» Work to complete:
1. Answer these questions from the passage on northern supply routes to Afghanistan, one line each:
(a) What share of the supplies shipped along the Northern Distribution Network passes through Uzbekistan?
(b) Under which administration were the northern routes developed?
(c) Where does the winding truck route begin and end?
2. Continue the passage on northern supply routes to Afghanistan, starting after its final sentence.

» Selection:

-=-=-=-=-

For instance, more than one-third of the northern-route cargo passes through tiny Azerbaijan, a country saddled by “pervasive corruption,” according to the State Department’s annual human rights report. U.S. defense officials also say the northern supply lines would not be possible without the cooperation of Russia. One new route runs through Siberia.

The biggest potential choke point, however, lies in Uzbekistan, a former Soviet republic that borders northern Afghanistan. It previously had kicked the U.S. military out of the country after Washington complained about the killing of hundreds of protesters in 2005.

But as the United States has deepened its involvement in Afghanistan, relations with Uzbekistan have warmed up again. Today, more than 80 percent of supplies shipped along the Northern Distribution Network pass through the country.

Expanded supply lines

The northern routes were developed in the waning days of the George W. Bush administration. Since then, the U.S. government has expanded the network into a spiderweb of supply lines.

Some start at Baltic seaports and run through Russia and Central Asia by rail. Another key line picks up traffic on the Black Sea and funnels it through the Caucasus region. One winding truck route begins at a U.S. Army depot at Germersheim, Germany, and ends, an average of 60 days later, at Bagram air base in Afghanistan. As with the Pakistan routes, the deliveries are all made by contractors.

-=-=-=-=-

» Stored data:
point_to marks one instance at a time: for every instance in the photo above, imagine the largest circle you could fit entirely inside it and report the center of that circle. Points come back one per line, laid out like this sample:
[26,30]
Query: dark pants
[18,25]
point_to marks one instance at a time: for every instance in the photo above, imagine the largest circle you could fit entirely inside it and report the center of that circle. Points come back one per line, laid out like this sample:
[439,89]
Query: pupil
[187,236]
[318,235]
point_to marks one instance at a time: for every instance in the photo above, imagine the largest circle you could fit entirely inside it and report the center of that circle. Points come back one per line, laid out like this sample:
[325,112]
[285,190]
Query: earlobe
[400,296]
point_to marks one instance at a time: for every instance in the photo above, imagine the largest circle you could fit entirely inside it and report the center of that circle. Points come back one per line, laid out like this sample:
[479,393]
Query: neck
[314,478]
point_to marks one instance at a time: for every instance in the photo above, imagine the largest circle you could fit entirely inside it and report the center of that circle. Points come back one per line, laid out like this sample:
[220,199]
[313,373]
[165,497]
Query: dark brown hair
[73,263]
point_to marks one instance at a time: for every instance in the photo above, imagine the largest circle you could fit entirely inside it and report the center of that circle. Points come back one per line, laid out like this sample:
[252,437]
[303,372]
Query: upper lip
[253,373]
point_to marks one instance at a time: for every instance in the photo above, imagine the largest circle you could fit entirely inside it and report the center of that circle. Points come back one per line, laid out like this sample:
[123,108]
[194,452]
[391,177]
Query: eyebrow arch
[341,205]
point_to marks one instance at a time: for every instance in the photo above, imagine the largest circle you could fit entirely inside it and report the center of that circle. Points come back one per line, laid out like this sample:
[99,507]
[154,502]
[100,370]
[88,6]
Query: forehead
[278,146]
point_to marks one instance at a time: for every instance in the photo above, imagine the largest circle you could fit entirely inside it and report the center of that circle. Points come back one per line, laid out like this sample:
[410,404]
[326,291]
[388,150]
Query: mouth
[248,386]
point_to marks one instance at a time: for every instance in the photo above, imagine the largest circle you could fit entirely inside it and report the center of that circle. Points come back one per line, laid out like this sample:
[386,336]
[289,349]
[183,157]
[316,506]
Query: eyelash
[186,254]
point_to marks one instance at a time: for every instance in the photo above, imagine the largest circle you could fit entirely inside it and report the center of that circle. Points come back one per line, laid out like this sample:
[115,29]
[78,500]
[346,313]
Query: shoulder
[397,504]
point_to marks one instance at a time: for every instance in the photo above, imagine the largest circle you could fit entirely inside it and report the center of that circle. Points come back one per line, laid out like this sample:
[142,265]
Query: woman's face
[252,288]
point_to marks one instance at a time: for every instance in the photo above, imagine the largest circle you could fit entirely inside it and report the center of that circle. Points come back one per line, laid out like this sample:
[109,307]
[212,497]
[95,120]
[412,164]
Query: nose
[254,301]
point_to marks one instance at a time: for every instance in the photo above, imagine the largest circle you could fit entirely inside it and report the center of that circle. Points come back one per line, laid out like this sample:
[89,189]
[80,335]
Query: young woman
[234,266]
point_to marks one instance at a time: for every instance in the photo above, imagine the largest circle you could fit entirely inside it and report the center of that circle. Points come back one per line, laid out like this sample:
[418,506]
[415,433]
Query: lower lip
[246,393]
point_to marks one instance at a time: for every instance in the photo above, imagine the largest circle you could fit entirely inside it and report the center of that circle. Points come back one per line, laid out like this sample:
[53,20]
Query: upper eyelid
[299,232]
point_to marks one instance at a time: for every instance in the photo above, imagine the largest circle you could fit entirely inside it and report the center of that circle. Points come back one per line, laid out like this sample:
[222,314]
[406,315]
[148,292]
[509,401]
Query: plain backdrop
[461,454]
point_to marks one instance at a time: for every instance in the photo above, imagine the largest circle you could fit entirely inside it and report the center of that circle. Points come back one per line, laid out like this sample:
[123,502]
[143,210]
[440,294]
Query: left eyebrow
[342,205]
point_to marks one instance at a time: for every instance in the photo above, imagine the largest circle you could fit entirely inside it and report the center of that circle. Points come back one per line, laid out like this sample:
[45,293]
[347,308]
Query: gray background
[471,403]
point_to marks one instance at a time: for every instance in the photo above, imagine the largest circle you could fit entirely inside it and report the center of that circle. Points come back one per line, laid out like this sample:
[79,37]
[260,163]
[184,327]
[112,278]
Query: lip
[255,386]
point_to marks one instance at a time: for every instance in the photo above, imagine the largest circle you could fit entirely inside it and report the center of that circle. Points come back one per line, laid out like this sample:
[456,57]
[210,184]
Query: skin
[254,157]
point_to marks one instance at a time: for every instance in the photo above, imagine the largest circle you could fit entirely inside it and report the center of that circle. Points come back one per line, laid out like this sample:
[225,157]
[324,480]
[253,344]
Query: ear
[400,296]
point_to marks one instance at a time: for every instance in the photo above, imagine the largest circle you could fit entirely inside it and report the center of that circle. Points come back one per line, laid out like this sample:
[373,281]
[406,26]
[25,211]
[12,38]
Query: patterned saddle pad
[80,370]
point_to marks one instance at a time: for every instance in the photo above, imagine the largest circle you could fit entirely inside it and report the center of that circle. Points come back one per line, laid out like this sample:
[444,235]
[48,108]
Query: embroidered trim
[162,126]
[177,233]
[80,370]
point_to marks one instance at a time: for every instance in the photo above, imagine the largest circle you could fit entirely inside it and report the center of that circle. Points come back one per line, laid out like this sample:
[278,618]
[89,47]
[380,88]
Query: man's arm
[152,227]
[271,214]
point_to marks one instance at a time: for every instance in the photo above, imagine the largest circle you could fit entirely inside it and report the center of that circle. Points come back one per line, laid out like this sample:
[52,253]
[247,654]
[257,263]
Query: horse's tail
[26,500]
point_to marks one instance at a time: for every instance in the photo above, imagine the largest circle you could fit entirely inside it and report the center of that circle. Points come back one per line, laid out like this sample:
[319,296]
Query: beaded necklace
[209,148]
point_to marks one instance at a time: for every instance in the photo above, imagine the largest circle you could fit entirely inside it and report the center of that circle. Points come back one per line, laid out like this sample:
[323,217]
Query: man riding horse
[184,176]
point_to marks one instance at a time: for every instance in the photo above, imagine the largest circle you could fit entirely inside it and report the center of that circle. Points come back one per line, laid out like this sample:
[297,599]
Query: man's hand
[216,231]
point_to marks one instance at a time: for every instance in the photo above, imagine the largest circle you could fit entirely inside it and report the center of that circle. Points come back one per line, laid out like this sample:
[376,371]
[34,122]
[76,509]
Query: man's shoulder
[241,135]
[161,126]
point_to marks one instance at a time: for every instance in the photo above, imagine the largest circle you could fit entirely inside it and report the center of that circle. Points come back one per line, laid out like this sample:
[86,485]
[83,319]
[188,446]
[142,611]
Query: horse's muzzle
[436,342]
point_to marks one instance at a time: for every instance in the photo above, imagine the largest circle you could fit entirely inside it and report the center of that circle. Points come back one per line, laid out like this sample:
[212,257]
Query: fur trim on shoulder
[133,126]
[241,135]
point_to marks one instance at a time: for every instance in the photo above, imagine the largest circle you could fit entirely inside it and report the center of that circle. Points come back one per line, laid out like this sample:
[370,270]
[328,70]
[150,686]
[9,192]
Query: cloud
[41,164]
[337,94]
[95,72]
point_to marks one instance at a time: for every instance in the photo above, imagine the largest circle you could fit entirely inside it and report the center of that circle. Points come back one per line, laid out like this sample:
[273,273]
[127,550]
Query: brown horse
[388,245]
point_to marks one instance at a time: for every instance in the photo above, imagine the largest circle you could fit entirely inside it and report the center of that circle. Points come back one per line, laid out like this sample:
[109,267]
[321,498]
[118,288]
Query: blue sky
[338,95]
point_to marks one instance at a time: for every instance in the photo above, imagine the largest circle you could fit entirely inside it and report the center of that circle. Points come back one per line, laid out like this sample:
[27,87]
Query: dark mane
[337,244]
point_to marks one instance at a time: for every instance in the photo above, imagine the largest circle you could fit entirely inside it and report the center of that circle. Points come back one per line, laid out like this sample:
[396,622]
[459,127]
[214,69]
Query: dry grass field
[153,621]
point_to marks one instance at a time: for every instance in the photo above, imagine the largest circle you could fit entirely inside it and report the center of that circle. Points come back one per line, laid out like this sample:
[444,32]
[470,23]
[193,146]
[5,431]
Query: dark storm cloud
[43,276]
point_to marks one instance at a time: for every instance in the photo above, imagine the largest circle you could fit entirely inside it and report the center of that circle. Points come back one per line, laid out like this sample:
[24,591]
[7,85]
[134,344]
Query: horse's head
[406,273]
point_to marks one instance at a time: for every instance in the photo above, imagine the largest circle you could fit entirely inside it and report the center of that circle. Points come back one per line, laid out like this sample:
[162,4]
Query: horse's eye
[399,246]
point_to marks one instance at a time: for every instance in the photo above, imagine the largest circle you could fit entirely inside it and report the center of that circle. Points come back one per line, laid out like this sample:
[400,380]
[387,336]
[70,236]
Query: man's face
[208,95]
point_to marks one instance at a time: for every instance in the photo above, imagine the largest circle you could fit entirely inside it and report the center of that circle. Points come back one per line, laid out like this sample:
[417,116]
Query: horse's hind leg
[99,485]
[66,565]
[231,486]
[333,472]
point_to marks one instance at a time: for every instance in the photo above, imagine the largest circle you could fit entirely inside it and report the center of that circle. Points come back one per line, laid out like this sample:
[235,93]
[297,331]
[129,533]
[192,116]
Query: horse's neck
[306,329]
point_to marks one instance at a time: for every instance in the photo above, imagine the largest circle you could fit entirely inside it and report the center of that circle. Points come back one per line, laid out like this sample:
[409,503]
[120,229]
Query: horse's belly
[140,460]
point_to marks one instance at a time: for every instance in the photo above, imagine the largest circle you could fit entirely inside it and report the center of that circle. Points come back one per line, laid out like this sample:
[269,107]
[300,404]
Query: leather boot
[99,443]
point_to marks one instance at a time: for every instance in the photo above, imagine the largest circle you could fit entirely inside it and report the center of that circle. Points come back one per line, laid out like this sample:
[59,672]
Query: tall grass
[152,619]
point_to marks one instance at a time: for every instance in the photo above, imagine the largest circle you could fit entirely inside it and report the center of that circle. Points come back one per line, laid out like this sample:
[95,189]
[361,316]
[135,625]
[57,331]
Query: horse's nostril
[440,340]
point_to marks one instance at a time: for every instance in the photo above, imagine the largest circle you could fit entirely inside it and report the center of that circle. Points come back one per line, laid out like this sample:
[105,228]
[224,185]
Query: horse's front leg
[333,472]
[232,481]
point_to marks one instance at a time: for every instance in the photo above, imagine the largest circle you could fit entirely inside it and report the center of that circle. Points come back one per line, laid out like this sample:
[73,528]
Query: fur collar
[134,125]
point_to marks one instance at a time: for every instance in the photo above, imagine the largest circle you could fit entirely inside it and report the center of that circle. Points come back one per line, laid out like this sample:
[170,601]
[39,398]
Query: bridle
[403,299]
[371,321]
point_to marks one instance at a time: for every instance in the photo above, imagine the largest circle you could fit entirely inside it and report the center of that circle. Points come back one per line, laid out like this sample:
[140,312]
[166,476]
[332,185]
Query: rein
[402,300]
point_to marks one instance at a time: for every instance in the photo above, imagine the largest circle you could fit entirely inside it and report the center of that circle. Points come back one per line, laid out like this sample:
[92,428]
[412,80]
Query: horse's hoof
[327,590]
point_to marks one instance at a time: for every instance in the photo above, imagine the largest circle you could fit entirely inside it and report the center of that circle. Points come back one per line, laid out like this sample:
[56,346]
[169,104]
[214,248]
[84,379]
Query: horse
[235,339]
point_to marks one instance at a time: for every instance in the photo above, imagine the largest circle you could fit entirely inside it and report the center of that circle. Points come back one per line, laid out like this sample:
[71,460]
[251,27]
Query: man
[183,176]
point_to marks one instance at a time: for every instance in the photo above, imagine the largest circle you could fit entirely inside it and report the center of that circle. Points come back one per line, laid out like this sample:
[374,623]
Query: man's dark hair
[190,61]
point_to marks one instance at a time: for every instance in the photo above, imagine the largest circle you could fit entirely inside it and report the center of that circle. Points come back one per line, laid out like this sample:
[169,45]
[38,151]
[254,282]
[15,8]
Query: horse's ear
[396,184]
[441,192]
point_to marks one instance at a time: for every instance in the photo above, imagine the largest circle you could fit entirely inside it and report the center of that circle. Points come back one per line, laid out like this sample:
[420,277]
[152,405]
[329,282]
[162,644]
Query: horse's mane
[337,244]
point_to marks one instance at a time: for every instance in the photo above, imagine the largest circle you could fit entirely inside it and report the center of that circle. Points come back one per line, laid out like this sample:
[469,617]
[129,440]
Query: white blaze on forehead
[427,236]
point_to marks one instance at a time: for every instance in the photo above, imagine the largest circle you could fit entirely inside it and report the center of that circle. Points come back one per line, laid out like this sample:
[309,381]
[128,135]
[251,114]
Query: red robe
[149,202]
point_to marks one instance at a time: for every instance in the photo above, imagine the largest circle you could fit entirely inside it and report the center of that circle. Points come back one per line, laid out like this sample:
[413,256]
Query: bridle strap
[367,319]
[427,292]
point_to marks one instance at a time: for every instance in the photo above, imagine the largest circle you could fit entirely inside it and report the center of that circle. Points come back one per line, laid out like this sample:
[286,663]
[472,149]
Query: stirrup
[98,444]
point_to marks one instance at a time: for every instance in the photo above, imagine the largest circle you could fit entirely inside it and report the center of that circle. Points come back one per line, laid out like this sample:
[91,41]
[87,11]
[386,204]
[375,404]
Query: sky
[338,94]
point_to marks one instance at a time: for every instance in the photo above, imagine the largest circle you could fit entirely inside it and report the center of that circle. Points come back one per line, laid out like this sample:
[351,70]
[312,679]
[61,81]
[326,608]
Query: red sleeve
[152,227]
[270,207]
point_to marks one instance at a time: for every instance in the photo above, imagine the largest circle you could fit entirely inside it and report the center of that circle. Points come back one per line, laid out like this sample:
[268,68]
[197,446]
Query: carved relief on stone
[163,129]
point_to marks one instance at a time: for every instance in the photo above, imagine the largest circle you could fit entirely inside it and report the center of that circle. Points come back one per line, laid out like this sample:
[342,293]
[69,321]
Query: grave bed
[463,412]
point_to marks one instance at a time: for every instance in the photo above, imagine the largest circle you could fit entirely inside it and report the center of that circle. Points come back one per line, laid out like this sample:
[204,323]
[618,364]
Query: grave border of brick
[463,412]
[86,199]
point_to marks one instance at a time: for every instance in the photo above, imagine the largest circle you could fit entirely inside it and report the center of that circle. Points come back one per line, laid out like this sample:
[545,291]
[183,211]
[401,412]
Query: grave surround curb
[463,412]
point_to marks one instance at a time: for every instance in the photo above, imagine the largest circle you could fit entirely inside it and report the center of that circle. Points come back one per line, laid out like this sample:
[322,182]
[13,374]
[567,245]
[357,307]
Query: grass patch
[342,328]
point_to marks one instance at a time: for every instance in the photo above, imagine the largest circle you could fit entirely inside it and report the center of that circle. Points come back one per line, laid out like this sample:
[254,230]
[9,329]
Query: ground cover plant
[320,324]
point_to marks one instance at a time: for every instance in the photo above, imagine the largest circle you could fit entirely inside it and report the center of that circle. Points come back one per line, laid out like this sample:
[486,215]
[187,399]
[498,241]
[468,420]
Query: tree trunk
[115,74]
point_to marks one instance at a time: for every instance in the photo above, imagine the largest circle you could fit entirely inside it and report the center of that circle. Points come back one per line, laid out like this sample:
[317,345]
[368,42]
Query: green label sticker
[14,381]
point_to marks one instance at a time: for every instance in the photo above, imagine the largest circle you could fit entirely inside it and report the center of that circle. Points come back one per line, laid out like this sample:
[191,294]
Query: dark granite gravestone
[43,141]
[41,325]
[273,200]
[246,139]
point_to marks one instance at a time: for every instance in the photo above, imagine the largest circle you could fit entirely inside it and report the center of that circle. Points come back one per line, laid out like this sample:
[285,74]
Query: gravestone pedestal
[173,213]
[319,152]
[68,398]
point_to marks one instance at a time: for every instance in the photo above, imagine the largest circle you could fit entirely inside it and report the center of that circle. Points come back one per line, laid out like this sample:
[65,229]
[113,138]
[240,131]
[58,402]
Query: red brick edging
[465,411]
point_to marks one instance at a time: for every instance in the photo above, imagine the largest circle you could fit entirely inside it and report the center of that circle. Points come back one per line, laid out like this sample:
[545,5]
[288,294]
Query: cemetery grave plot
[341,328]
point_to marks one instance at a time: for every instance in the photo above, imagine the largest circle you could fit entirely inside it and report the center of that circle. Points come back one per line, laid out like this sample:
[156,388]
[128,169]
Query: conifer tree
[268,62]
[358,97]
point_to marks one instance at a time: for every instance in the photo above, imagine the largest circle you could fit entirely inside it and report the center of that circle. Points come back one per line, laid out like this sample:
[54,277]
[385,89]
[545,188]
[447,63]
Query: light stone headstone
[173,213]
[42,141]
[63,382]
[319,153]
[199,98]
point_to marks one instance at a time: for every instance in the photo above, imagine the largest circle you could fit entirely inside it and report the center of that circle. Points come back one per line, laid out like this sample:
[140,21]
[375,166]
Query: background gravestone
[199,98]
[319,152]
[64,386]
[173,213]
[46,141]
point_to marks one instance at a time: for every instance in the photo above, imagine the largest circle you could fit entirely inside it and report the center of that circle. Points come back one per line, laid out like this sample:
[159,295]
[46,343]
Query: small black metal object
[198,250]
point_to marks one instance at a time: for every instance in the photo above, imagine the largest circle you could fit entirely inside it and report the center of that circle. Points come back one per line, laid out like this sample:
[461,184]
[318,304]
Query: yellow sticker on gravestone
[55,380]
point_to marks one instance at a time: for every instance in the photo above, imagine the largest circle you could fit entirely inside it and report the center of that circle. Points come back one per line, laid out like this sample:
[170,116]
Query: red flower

-=-=-=-=-

» Answers to the exercise:
1.
(a) More than 80 percent.
(b) The George W. Bush administration, in its waning days.
(c) It begins at a U.S. Army depot at Germersheim, Germany, and ends at Bagram air base in Afghanistan.

2.
“If you look at what we’ve done there in the last two years, we look at it more or less as a logistics miracle,” said Alan F. Estevez, the Pentagon’s principal deputy assistant secretary for logistics.

There are two big limitations, however, on what the Pentagon can ship through Central Asia. First, supplies are generally restricted to food, water and construction material; ammunition, weapons and other “lethal” cargo are prohibited.

Also, the routes are strictly one-way. Nothing can be shipped back out of the war zone.

U.S. officials said they are trying to negotiate deals with several countries to remove those restrictions. That will be crucial as the United States withdraws 33,000 troops from Afghanistan over the next 15 months, military leaders said.

Perhaps the most vital section in the northern network is a rail line that crosses south through Uzbekistan and over the Amu Darya river to reach Hairaton, Afghanistan. About five out of every six cargo containers travel this route.

“In reality, Uzbekistan is really at the center of all these routes,” said Alexander Cooley, a Barnard College professor and an expert on U.S. military relations in Central Asia. “They’re certainly in the catbird seat. And they know it.”

The final leg of the Uzbek rail line, from the city of Karshi to the Afghan border, underscores how the U.S. military has been forced to rely on rickety routes to sustain its troops.

In November 2009, U.S. embassy officials in Tashkent, the Uzbek capital, were warned by a confidential source that the tracks were brittle and at risk of fracturing if trains carried more than half their usual loads. On top of that, the Soviet-era locomotives carrying U.S. cargo were not designed to cross steep mountains; engineers had to apply the brakes almost constantly as they moved downhill.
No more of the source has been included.